╭─ TEXTO EXTRAÍDO

Autores:
Adolfo León Atehortúa Cruz
Diana Marcela Rojas Rivera
El contenido del presente artículo cubre las primeras décadas del tráfico ilícito de drogas emprendido desde Colombia hacia Estados Unidos. Su singularidad estriba en el análisis de los mecanismos empleados por los actores en examen (los pioneros y los grandes capos), para responder a los desafíos planteados por su actividad ilícita y a la persecución en contra de ella.
El tráfico ilícito de drogas no es un asunto reciente en la historia de Colombia y los países andinos. Se sabe, como verdad de apuño, que el cultivo de la coca registra su existencia desde la cultura indígena en tiempos precolombinos. Hallazgos arqueológicos, cronistas de indias e investigadores contemporáneos, coinciden al ubicar su presencia y uso en antiguos hayales1 (Friede, 1944, p. 210), en tempranas épocas aymará, o en valles y selvas de yungas preincaicas en Perú y Bolivia2 (De Matienzo, 1978; Murra, 1978), así como su “mambeo” o masticado por atávicas tribus andinas. Su carácter legal y su comercio fue materia de discusión entre clérigos y colonizadores hasta que el pragmatismo se impuso en las mitas y centros de explotación minera (Polo de Ondegardo, 1990), o hasta cuando se le fijó tributo en las audiencias virreinales.
Sin embargo, el presente artículo no pretende referirse a esa parte tan antigua de la historia de las drogas en el continente americano. Como se advirtió en el resumen, su temática se ubica en las primeras décadas del tráfico ilícito de drogas desde Colombia hacia Estados Unidos y, en particular, analizará los mecanismos empleados por los actores en examen para responder a los desafíos planteados por su actividad ilícita y a la persecución en contra de ella.

╰─
╭─ MATERIAL PROPORCIONADO

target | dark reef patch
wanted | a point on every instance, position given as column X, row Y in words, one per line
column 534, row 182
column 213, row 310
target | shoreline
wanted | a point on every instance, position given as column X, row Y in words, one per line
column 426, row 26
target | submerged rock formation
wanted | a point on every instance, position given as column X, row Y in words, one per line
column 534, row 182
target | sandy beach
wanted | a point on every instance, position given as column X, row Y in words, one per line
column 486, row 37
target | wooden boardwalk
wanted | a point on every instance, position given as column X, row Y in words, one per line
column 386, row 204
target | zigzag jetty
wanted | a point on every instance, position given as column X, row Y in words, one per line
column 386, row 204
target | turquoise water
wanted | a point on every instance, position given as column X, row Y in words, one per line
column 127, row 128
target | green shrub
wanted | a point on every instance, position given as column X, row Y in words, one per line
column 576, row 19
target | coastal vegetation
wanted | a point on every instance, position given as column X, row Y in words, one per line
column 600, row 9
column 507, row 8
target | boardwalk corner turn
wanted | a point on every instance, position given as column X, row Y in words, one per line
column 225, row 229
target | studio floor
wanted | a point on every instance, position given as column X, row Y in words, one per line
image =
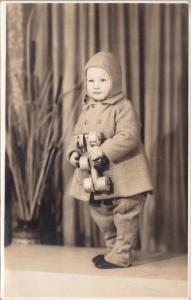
column 56, row 271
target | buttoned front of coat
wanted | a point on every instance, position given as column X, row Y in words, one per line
column 128, row 168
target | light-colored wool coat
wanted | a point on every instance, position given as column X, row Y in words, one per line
column 116, row 118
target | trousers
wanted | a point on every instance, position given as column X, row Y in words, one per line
column 118, row 220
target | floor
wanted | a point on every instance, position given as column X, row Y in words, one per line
column 56, row 271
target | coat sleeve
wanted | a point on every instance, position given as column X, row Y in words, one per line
column 77, row 130
column 127, row 133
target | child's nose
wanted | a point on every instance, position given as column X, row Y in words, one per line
column 96, row 84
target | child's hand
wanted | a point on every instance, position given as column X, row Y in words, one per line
column 74, row 158
column 95, row 153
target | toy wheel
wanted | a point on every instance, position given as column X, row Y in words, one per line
column 103, row 184
column 92, row 138
column 88, row 185
column 84, row 163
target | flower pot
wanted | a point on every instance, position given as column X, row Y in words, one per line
column 27, row 232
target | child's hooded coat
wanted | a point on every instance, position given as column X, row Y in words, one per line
column 116, row 118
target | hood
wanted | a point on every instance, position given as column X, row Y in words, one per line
column 108, row 62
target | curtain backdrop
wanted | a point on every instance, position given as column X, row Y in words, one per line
column 151, row 43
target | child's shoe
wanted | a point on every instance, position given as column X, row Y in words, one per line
column 98, row 258
column 103, row 264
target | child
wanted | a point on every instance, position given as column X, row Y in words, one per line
column 105, row 109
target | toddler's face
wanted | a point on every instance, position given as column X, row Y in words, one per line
column 98, row 83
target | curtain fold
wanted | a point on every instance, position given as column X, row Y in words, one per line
column 151, row 42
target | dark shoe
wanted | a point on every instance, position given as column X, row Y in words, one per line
column 103, row 264
column 97, row 258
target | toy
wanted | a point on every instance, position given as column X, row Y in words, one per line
column 93, row 182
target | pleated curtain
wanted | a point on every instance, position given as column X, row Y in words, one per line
column 151, row 43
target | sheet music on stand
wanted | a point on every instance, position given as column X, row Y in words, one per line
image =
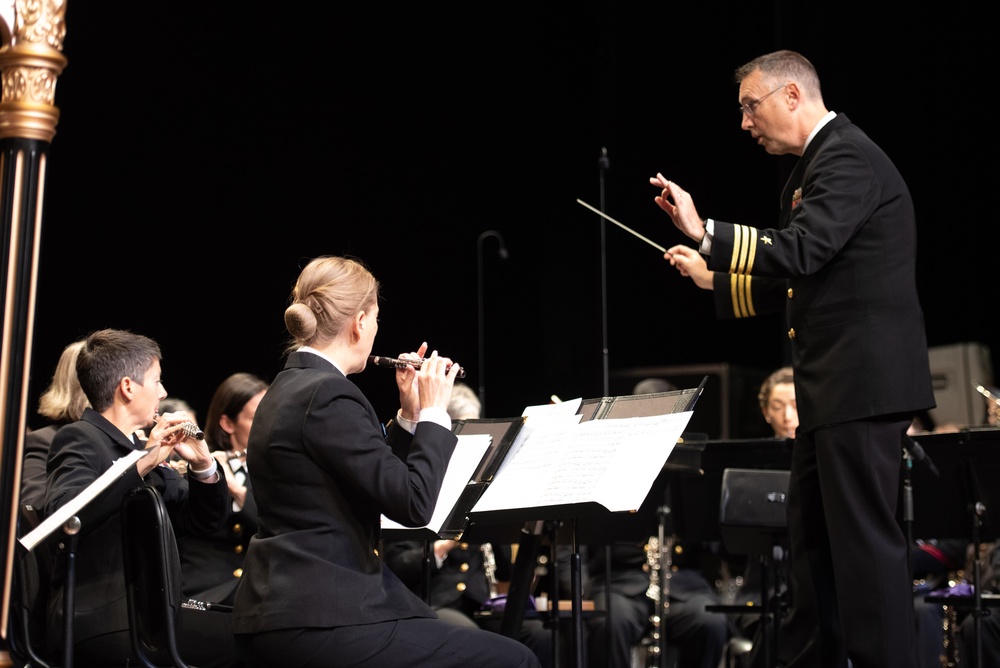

╰─

■ **EJERCICIO A**
Cita completo y sin cambios el texto sobre el tráfico de drogas desde Colombia.
■ **EJERCICIO B**
Pasa a una lista JSON de cadenas, una por línea y sin líneas en blanco, solo la parte del listado que empieza con la línea que contiene "target | child's hand" y termina con la que contiene "column 84, row 163", ambas incluidas.
El texto y el listado no guardan ninguna relación entre sí.

■ **RESPUESTA ESCRITA A**
Autores:
Adolfo León Atehortúa Cruz
Diana Marcela Rojas Rivera
El contenido del presente artículo cubre las primeras décadas del tráfico ilícito de drogas emprendido desde Colombia hacia Estados Unidos. Su singularidad estriba en el análisis de los mecanismos empleados por los actores en examen (los pioneros y los grandes capos), para responder a los desafíos planteados por su actividad ilícita y a la persecución en contra de ella.
El tráfico ilícito de drogas no es un asunto reciente en la historia de Colombia y los países andinos. Se sabe, como verdad de apuño, que el cultivo de la coca registra su existencia desde la cultura indígena en tiempos precolombinos. Hallazgos arqueológicos, cronistas de indias e investigadores contemporáneos, coinciden al ubicar su presencia y uso en antiguos hayales1 (Friede, 1944, p. 210), en tempranas épocas aymará, o en valles y selvas de yungas preincaicas en Perú y Bolivia2 (De Matienzo, 1978; Murra, 1978), así como su “mambeo” o masticado por atávicas tribus andinas. Su carácter legal y su comercio fue materia de discusión entre clérigos y colonizadores hasta que el pragmatismo se impuso en las mitas y centros de explotación minera (Polo de Ondegardo, 1990), o hasta cuando se le fijó tributo en las audiencias virreinales.
Sin embargo, el presente artículo no pretende referirse a esa parte tan antigua de la historia de las drogas en el continente americano. Como se advirtió en el resumen, su temática se ubica en las primeras décadas del tráfico ilícito de drogas desde Colombia hacia Estados Unidos y, en particular, analizará los mecanismos empleados por los actores en examen para responder a los desafíos planteados por su actividad ilícita y a la persecución en contra de ella.

■ **RESPUESTA ESCRITA B**
[
  "target | child's hand",
  "wanted | a point on every instance, position given as column X, row Y in words, one per line",
  "column 74, row 158",
  "column 95, row 153",
  "target | toy wheel",
  "wanted | a point on every instance, position given as column X, row Y in words, one per line",
  "column 103, row 184",
  "column 92, row 138",
  "column 88, row 185",
  "column 84, row 163"
]